[begin PROVIDED MATERIAL]
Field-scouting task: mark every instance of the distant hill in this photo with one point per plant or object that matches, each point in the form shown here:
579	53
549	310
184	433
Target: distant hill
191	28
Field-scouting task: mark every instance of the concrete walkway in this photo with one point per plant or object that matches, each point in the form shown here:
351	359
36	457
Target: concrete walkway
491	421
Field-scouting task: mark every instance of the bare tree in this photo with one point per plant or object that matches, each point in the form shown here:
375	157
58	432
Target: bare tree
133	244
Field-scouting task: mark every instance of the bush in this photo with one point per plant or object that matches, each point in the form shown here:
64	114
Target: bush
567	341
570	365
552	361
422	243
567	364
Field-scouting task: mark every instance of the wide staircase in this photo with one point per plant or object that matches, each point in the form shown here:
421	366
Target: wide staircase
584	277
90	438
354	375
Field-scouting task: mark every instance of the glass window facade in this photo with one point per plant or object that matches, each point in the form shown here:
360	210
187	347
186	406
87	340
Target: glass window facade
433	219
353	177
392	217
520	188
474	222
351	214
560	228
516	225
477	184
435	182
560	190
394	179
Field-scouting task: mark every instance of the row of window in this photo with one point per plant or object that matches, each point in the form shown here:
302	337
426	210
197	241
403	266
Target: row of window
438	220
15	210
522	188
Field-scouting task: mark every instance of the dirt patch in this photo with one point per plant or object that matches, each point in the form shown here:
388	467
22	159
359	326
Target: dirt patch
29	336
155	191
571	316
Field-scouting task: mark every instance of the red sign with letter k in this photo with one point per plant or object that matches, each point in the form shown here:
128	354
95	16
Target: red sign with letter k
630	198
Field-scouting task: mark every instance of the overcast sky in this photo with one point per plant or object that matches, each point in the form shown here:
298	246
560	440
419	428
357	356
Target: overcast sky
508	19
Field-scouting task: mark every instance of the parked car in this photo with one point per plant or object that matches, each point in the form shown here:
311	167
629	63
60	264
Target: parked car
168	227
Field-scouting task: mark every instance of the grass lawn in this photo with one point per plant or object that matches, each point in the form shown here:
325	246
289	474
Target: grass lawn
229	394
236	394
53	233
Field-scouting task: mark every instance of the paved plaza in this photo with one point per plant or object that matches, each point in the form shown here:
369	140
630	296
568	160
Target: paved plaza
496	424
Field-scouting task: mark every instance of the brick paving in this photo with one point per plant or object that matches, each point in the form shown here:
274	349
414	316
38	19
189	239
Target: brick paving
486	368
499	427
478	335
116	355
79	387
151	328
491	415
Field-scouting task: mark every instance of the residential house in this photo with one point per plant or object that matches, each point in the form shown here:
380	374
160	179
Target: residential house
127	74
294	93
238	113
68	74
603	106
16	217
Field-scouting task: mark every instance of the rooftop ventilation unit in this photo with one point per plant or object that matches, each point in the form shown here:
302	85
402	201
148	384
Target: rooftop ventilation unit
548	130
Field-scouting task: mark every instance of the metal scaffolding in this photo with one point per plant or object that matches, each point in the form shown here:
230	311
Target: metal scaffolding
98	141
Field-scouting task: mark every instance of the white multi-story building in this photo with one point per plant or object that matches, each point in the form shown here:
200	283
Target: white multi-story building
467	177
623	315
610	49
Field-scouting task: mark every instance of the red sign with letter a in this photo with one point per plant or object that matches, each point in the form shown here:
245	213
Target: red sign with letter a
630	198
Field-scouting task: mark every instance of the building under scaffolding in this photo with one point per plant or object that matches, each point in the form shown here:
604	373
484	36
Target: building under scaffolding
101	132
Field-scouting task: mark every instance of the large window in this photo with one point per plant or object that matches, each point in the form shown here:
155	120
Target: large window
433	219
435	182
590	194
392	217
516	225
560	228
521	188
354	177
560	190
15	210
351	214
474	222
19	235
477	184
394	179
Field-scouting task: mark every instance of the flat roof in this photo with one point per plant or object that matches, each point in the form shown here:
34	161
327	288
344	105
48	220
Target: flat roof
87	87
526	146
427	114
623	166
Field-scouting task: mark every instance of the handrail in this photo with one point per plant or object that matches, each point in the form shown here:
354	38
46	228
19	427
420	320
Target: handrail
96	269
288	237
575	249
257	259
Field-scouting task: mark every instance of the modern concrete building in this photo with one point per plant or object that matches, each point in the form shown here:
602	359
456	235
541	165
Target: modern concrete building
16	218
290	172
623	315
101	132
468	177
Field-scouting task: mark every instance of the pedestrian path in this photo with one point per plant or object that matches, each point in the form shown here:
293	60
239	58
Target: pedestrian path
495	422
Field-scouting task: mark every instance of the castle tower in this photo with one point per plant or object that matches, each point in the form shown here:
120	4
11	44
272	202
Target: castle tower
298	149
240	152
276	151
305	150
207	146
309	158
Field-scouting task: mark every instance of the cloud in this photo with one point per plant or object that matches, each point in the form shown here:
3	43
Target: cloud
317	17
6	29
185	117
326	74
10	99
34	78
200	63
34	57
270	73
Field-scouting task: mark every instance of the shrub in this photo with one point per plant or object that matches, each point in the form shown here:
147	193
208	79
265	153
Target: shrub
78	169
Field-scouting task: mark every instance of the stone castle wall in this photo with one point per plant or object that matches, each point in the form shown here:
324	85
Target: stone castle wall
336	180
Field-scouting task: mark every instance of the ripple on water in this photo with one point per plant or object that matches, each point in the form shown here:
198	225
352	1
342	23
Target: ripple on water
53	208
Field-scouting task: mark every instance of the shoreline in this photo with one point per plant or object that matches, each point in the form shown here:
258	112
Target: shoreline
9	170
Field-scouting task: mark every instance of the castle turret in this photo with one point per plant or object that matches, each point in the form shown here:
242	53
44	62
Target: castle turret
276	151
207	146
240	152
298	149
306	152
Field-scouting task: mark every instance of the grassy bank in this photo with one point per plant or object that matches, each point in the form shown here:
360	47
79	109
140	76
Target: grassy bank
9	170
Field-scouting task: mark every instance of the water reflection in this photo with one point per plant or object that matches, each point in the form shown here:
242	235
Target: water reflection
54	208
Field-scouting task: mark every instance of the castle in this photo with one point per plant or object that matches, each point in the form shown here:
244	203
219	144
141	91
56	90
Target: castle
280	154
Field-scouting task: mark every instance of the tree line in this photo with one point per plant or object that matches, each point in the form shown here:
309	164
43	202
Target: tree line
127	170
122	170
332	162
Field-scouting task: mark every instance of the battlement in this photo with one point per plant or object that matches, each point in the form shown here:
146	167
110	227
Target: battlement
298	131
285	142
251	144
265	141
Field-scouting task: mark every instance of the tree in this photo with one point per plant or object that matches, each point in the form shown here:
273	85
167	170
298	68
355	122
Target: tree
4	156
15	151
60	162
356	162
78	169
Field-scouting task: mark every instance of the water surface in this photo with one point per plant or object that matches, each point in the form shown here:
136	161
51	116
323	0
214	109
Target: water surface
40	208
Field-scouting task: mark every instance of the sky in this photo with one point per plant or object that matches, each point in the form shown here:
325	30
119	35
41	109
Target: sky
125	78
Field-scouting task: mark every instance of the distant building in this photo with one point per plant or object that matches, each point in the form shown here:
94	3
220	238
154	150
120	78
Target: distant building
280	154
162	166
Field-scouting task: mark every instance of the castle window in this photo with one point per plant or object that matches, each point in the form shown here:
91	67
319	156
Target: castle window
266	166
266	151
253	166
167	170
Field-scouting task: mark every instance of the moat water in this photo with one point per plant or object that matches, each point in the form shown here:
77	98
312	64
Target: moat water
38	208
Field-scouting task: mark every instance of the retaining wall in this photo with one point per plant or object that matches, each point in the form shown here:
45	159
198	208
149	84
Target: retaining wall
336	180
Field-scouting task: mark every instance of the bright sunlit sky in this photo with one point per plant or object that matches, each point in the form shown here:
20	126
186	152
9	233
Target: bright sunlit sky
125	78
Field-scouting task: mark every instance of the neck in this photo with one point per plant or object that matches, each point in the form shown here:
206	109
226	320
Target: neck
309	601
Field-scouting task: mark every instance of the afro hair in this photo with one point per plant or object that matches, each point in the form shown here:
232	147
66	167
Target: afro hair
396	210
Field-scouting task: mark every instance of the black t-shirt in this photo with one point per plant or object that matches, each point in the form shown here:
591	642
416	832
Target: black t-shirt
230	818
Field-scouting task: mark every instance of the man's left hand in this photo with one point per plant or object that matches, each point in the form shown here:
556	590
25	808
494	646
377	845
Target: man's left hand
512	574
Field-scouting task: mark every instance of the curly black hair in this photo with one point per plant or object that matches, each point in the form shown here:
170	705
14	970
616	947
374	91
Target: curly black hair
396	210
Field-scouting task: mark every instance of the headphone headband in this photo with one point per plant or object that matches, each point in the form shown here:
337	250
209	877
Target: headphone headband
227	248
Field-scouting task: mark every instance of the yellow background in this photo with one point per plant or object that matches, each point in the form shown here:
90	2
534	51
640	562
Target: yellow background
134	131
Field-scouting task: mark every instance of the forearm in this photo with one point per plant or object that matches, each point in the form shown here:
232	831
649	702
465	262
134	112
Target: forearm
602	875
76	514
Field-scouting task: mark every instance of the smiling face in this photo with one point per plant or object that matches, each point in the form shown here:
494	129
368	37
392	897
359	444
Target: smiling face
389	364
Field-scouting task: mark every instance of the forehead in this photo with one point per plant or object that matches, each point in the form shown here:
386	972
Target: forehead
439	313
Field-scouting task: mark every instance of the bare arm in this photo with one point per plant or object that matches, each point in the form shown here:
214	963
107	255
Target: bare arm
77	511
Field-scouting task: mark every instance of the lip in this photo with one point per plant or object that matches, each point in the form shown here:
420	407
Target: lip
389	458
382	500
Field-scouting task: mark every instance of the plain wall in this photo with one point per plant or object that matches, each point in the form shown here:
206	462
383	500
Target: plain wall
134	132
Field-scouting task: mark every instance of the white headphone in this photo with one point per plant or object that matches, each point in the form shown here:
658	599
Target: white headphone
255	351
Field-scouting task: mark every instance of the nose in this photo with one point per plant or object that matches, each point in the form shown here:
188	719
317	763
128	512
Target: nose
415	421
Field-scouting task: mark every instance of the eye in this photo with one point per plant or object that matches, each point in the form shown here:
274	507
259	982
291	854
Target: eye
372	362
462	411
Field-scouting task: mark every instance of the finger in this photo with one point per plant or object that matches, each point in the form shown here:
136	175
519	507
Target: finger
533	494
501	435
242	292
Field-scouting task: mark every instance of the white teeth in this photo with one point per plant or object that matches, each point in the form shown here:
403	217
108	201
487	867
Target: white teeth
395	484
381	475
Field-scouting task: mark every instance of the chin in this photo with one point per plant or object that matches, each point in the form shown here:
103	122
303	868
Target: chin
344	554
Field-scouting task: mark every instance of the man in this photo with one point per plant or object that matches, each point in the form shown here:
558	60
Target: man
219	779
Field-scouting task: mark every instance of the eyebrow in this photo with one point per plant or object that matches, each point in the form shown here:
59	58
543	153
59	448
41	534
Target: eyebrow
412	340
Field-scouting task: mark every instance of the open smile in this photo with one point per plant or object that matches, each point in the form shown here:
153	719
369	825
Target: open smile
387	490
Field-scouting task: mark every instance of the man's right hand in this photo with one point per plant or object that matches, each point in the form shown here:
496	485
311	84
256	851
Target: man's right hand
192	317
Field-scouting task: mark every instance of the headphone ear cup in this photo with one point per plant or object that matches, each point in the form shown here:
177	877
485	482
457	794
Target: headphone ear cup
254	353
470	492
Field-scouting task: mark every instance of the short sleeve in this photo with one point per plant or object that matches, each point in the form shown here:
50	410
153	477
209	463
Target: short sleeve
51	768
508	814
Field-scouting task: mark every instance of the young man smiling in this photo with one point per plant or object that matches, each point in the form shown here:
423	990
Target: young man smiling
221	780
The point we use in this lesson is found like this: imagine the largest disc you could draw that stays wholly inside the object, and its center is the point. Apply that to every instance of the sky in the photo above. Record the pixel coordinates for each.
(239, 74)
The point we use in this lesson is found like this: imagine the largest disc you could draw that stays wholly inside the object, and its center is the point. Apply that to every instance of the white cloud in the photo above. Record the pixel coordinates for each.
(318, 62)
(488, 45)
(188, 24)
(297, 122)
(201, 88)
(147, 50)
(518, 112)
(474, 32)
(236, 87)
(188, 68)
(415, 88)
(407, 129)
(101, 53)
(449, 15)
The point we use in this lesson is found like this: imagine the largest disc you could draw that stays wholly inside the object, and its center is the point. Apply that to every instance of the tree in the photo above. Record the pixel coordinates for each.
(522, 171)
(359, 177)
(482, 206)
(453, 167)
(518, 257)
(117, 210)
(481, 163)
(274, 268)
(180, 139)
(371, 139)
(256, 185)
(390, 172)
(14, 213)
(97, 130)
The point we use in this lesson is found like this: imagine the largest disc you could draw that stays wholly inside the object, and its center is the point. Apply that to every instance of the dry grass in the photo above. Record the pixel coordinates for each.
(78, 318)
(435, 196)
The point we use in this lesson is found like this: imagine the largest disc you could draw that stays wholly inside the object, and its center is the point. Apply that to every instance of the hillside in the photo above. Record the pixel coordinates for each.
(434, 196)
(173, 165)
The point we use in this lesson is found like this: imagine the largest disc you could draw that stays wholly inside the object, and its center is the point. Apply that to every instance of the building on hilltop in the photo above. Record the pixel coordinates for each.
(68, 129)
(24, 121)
[end PROVIDED MATERIAL]
- WRITTEN INSTRUCTION -
Rewrite the part of the entries that begins with the line containing "the building on" and runs through the last entry, changing "disc" to "circle" and keeping everything else the same.

- IN RESPONSE -
The point we use in this lesson is found like this: imagine the largest circle you could draw that stays wholly inside the object, and its center is the point. Apply that to every instance of the building on hilltop in the photo above. Record the pixel coordinates for each.
(68, 129)
(24, 121)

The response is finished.